§ **Required task**
The lines to transcribe begin with the one containing "Where can the wooden" and end with the last line below; reproduce them exactly, without the pictures.

§ **Records for processing**
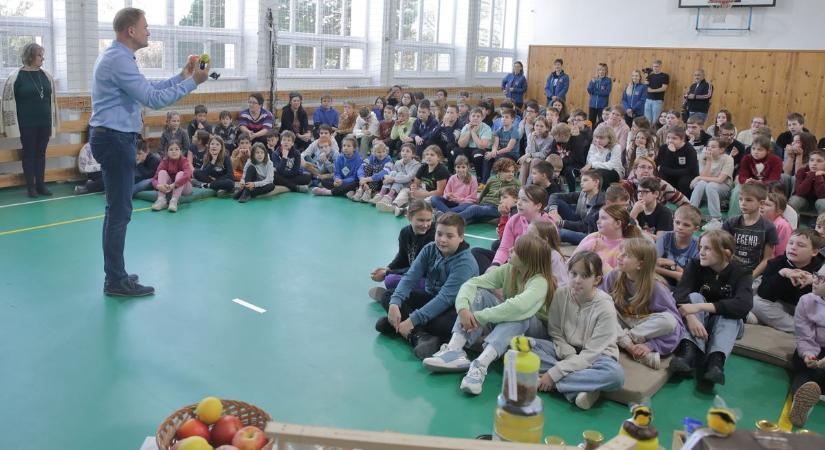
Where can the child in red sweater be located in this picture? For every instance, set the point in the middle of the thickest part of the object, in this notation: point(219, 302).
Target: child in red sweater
point(810, 184)
point(173, 175)
point(760, 165)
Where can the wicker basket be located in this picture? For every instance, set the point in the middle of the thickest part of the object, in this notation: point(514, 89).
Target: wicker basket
point(248, 415)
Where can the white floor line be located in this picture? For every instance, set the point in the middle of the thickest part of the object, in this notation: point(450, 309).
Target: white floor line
point(47, 200)
point(248, 305)
point(478, 237)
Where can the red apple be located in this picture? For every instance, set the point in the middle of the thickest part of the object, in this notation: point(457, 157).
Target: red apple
point(249, 438)
point(192, 427)
point(224, 430)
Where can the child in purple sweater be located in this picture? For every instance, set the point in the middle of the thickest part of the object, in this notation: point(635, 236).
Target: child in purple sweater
point(650, 324)
point(809, 358)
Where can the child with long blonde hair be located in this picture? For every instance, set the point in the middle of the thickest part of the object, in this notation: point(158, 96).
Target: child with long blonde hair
point(528, 285)
point(650, 324)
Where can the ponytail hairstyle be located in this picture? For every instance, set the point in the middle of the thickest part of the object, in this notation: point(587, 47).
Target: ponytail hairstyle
point(534, 254)
point(639, 304)
point(620, 214)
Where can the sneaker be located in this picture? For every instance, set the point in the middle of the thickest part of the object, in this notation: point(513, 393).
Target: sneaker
point(586, 400)
point(714, 224)
point(803, 402)
point(385, 207)
point(384, 326)
point(446, 360)
point(426, 345)
point(652, 360)
point(127, 288)
point(473, 381)
point(159, 204)
point(377, 293)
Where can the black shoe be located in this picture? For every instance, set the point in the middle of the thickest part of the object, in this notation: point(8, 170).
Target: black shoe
point(127, 288)
point(426, 345)
point(715, 368)
point(384, 326)
point(684, 358)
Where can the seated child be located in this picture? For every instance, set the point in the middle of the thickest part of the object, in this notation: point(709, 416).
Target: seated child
point(528, 286)
point(714, 296)
point(319, 157)
point(461, 187)
point(578, 351)
point(371, 173)
point(714, 181)
point(258, 175)
point(650, 325)
point(653, 217)
point(809, 188)
point(787, 278)
point(173, 176)
point(411, 240)
point(755, 237)
point(772, 209)
point(613, 226)
point(241, 155)
point(809, 358)
point(286, 161)
point(216, 171)
point(676, 248)
point(504, 174)
point(425, 317)
point(573, 211)
point(227, 130)
point(345, 172)
point(398, 179)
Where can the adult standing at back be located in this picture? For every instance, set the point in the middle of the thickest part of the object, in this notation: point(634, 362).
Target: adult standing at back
point(118, 91)
point(657, 82)
point(29, 111)
point(515, 84)
point(557, 83)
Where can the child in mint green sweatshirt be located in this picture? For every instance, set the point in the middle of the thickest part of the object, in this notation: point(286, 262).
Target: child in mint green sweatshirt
point(528, 284)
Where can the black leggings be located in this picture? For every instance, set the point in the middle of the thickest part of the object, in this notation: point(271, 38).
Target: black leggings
point(441, 326)
point(292, 182)
point(34, 141)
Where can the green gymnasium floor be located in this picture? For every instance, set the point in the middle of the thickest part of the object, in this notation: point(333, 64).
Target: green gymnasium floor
point(82, 371)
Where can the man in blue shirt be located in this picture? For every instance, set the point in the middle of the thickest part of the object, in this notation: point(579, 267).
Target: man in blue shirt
point(118, 91)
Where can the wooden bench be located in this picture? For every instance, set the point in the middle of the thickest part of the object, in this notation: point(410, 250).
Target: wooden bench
point(80, 107)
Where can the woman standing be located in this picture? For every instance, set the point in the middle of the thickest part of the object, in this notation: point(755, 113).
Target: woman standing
point(29, 111)
point(515, 84)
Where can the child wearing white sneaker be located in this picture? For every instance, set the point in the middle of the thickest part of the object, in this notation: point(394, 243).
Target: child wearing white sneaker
point(528, 285)
point(809, 358)
point(650, 326)
point(578, 351)
point(398, 178)
point(371, 173)
point(411, 240)
point(173, 176)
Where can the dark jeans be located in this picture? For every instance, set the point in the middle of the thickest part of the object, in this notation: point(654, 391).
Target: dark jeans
point(292, 183)
point(34, 141)
point(441, 326)
point(802, 374)
point(116, 152)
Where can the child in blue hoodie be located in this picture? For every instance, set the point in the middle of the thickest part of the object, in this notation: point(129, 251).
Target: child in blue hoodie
point(371, 173)
point(345, 178)
point(426, 317)
point(287, 162)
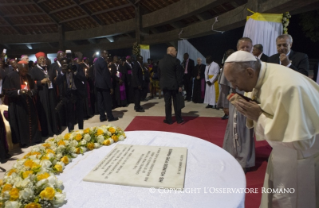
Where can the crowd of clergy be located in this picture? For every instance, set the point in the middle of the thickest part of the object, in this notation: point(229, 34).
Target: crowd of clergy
point(43, 97)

§ **Output of the exercise**
Where can the wooden bench be located in this picture? For every instance, set the point in the middle of the thickest part of the object, in this notation: point(410, 250).
Target: wooden bench
point(80, 107)
Where can the woman standing be located in this picture? For every instance, set the point in the middle of the thickest part of the object, in this notation: point(755, 113).
Target: woman standing
point(29, 111)
point(515, 84)
Where can the child wearing white sneaker be located in this picture? For every instance, set the point in the middle of the thickest part of the object, in this notation: point(394, 243).
Target: child wearing white sneaker
point(528, 285)
point(809, 358)
point(650, 326)
point(578, 351)
point(398, 178)
point(371, 173)
point(411, 240)
point(173, 176)
Where can the dark jeans be located in this picture? For every instance, set the point in the middle of the thickest part of the object, in this notation: point(654, 391).
Target: dark jeans
point(292, 183)
point(34, 141)
point(441, 326)
point(802, 374)
point(116, 152)
Where can the child in blue hoodie be located in this picture? For every instance, set the point in the middle of the thickest part of the object, in this notation: point(129, 251).
Target: child in blue hoodie
point(371, 173)
point(345, 178)
point(426, 317)
point(287, 162)
Where can the crowd of clergy be located in this picture? For every instance, set the point in the middle of the thickest part of the object, in this notation: point(229, 34).
Target: crowd of clergy
point(43, 97)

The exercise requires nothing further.